# Supplied information
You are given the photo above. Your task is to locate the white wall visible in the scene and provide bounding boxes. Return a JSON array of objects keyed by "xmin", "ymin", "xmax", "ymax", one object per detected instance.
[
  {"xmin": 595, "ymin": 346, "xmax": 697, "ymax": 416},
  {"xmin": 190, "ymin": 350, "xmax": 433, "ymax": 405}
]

# What is required
Reproduce each of these records verbatim.

# Expected answer
You are given the photo above. Your task is to locate the white wall visible in the scene and provide bounding boxes. Return a JSON array of objects keyed by "xmin", "ymin", "xmax", "ymax", one object per detected instance.
[
  {"xmin": 595, "ymin": 346, "xmax": 697, "ymax": 416},
  {"xmin": 190, "ymin": 350, "xmax": 433, "ymax": 405}
]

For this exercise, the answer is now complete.